## WHAT THIS TASK INVOLVES
Please write out each entry below exactly as given.

Items from a dataset
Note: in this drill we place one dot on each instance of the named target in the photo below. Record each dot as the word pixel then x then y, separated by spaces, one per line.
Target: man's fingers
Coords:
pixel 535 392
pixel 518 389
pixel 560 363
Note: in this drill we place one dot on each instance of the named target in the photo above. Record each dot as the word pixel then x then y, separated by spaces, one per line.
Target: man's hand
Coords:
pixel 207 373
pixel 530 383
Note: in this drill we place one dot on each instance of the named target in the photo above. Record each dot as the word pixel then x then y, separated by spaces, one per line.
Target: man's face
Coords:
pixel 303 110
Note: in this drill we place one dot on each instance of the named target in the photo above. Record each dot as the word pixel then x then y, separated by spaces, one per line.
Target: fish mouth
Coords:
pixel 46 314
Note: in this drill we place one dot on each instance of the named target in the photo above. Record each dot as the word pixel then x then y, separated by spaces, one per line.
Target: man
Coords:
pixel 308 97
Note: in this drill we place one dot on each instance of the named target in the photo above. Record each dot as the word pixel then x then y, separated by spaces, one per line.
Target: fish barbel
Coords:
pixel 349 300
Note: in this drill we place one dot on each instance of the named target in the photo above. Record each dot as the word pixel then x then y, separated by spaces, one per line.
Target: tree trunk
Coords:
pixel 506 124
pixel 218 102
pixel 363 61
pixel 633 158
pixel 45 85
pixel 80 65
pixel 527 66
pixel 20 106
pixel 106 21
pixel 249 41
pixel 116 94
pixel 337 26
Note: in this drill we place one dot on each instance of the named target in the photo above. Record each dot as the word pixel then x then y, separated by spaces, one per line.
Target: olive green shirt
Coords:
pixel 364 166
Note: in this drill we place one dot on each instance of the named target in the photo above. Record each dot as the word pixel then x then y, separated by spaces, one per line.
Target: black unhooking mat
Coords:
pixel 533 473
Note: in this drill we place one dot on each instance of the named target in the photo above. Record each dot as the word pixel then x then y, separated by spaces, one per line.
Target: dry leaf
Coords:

## RESPONSE
Note: in this drill we place one dot on each instance of the named target in the photo below. Record each dot as the word pixel then x then y, separated by spaces, one per line.
Target: man's fingers
Coords:
pixel 535 392
pixel 518 389
pixel 560 363
Note: in this drill we place one dot on each instance of the named target in the photo above. Record each dot as the word pixel then x then y, separated by spaces, one per line.
Target: man's hand
Coords:
pixel 207 373
pixel 530 383
Note: in this drill we place one dot on each instance of the named target in the photo above. Record each dot as the word pixel then x then y, separated by spaces, one per line.
Target: man's face
Coords:
pixel 303 110
Note: in this drill we place one dot on each instance of the named target in the photo above. Record each dot as the word pixel then x then y, separated by spaces, one per line.
Target: fish mouth
Coords:
pixel 46 314
Note: in this drill we place one dot on each instance of the named target in the photo above. Record each dot as the word pixel then x then y, separated by spaces, one per line.
Target: man
Coords:
pixel 308 97
Note: in this drill we place one dot on each instance of the named target in the photo above. Record each dot as the word pixel then x then y, separated by spaces, one per line.
Target: fish barbel
Coords:
pixel 349 300
Note: in this drill we place one dot on each instance of the named target in the photo above. Record each dot as the word pixel then x then y, separated by spaces, one per line.
Target: tree trunk
Coords:
pixel 506 124
pixel 218 102
pixel 363 61
pixel 633 158
pixel 45 85
pixel 80 65
pixel 527 66
pixel 20 106
pixel 106 21
pixel 249 41
pixel 116 94
pixel 337 26
Note: in this drill we place one dot on each instance of the named target in the photo above. Record each dot as the word pixel then x then y, separated by spaces, one per line.
Target: olive green shirt
Coords:
pixel 364 166
Note: in this drill we place one dot on each instance of the named target in the photo above. Record each dot as the word pixel then x then y, separated by spaces, one per line.
Target: black unhooking mat
Coords:
pixel 533 473
Note: in this drill we place one dot on each instance of the named target in the photo above. Record each dot as the word pixel then x then y, separated by spaces, one per line.
Target: dry leaf
Coords:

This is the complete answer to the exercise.